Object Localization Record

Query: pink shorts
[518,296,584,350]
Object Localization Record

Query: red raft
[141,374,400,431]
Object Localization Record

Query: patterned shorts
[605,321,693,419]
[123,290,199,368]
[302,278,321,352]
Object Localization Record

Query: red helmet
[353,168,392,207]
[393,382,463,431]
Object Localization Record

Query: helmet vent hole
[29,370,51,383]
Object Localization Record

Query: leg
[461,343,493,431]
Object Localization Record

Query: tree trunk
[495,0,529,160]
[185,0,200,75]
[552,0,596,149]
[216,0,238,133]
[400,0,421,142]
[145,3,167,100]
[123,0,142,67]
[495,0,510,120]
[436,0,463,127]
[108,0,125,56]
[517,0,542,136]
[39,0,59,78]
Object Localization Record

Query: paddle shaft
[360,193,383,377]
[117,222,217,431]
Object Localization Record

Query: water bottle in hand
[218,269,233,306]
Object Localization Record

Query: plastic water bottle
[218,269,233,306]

========================================================================

STATED TASK ::
Write every line of the material above again, exactly.

WORKED SOLUTION ::
Object Localization Record

Query: pink shorts
[518,296,584,350]
Object Localization Record

Query: red raft
[141,374,400,431]
Object Localization Record

Query: patterned shorts
[605,321,693,419]
[123,290,199,368]
[302,278,321,352]
Object Localization Record

Query: red helmet
[353,168,392,207]
[393,382,463,431]
Object Localization Record

Query: helmet vent hole
[29,370,51,383]
Object Localization Record

Query: leg
[461,343,493,431]
Object Localization Record

Query: tree trunk
[495,0,529,160]
[185,0,200,75]
[552,0,596,149]
[216,0,238,133]
[400,0,421,142]
[145,3,167,100]
[123,0,142,67]
[495,0,510,120]
[436,0,463,127]
[108,0,125,56]
[517,0,542,136]
[39,0,59,78]
Object Localization Record

Query: paddle shaft
[360,193,383,377]
[117,222,217,431]
Object Localization Record

Query: water bottle in hand
[218,269,233,306]
Object Localization Record

Query: plastic water bottle
[218,269,233,306]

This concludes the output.